◆ Work order ◆
All lines from the entries below that contain the string "bare" should be copied out.

◆ Provided entries ◆
◇ ◇ ◇ ◇ ◇ ◇ ◇

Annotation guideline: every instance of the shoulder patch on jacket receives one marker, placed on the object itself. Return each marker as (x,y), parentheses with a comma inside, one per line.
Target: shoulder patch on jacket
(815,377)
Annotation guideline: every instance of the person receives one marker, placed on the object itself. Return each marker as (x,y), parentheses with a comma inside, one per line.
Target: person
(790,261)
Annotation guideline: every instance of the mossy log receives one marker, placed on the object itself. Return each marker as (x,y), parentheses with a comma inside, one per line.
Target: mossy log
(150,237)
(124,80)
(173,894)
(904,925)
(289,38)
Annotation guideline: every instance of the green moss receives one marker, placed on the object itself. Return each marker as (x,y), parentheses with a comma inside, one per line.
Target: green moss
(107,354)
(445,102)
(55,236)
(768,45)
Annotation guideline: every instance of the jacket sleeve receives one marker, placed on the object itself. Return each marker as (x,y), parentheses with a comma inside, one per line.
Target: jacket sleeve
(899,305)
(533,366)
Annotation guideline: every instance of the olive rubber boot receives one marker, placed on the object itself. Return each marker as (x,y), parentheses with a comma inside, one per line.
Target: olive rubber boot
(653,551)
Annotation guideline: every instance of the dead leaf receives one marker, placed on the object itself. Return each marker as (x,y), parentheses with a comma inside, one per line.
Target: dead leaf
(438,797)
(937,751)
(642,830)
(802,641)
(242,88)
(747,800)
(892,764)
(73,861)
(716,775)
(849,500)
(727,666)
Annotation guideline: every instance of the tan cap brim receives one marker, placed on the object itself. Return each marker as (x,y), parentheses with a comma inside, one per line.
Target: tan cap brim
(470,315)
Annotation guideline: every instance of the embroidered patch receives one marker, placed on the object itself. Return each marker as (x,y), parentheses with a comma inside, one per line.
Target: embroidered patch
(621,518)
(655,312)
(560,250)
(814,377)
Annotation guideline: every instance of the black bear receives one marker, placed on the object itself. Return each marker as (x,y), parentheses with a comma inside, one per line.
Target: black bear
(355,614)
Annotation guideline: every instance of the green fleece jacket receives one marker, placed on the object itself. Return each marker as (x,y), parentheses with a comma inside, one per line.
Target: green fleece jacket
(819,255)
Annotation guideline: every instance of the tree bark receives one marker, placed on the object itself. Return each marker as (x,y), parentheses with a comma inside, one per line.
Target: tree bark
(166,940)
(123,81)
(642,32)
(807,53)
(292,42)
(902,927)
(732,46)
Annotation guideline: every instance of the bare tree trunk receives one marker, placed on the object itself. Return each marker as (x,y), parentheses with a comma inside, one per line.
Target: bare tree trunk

◇ ◇ ◇ ◇ ◇ ◇ ◇

◆ Your response ◆
Annotation guideline: every instance of the bare tree trunk receives one marker, placed on the object itself. Return each marker as (x,y), parentheses with a comma inside, one per line.
Target: bare tree trunk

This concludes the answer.